---------- PASSAGE PROVIDED ----------

By TIOL News Service

NEW DELHI, OCT 11, 2017: THE issue before the Apex Court is - Whether there is any clash between Entry levied by the State under Entry 52 and the Custom duty levied by the Union under Entry 83 of List I of the Seventh Schedule of the Constitution of India. NO is the verdict.

Facts of the case

The petitioners herein filed multiple appeals challenging the levy of Entry Tax on goods imported from different countries, and brought into local area of a State. The petitioners further challenged the legislative competence of the State Legislature to impose entry tax on the goods imported from outside the country entering into local area of the State. The State legislations were also questioned on the ground that the entry tax legislations did not contemplate levy of an entry tax on goods imported from outside the country. In the present appeals the relevant entry tax legislations related to the States of Orissa, Bihar, Kerala and Jharkhand. Although the Apex Court in its decision in Jindal Stainless vs. State of Haryana and another had addressed several issues pertaining to entry tax, however, the issue pertaining to levibility of entry tax on the imported or foreign goods was left to be answered by regular Bench.

----------

• _WRITTEN REQUEST 1_: Determine how many lines of the listing contain the string "water", and give only that number.
The listing has no connection with the passage on entry tax.

---------- DATA ENTRIES ----------

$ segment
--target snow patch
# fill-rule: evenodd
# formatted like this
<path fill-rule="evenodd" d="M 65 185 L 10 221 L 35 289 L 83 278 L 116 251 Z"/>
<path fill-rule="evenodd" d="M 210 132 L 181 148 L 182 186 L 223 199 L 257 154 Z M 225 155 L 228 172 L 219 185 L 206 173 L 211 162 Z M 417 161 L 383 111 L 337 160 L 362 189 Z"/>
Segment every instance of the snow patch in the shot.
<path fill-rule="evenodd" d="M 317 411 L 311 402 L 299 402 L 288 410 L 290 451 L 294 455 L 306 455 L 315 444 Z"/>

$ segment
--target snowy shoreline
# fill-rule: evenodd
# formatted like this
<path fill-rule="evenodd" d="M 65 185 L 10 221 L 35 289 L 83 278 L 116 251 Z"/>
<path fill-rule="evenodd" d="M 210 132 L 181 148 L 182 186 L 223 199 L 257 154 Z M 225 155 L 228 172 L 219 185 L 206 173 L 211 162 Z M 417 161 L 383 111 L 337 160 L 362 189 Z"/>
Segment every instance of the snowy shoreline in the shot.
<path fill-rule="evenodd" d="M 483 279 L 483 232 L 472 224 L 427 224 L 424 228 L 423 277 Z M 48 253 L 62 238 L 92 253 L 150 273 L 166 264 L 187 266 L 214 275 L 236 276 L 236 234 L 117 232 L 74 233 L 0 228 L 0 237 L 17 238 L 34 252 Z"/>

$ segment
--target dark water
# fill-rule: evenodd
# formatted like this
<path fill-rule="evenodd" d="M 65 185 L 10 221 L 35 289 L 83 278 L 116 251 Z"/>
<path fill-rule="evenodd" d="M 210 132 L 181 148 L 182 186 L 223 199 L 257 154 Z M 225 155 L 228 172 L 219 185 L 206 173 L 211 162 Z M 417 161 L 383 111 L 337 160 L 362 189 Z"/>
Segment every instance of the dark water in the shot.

----------

• _WRITTEN REQUEST 2_: Reproduce the passage on entry tax, starting with "By TIOL News" and going on through "is the verdict.", with "Union" changed to "Centre".

• _EXERCISE OUTPUT 1_: 2

• _EXERCISE OUTPUT 2_:
By TIOL News Service

NEW DELHI, OCT 11, 2017: THE issue before the Apex Court is - Whether there is any clash between Entry levied by the State under Entry 52 and the Custom duty levied by the Centre under Entry 83 of List I of the Seventh Schedule of the Constitution of India. NO is the verdict.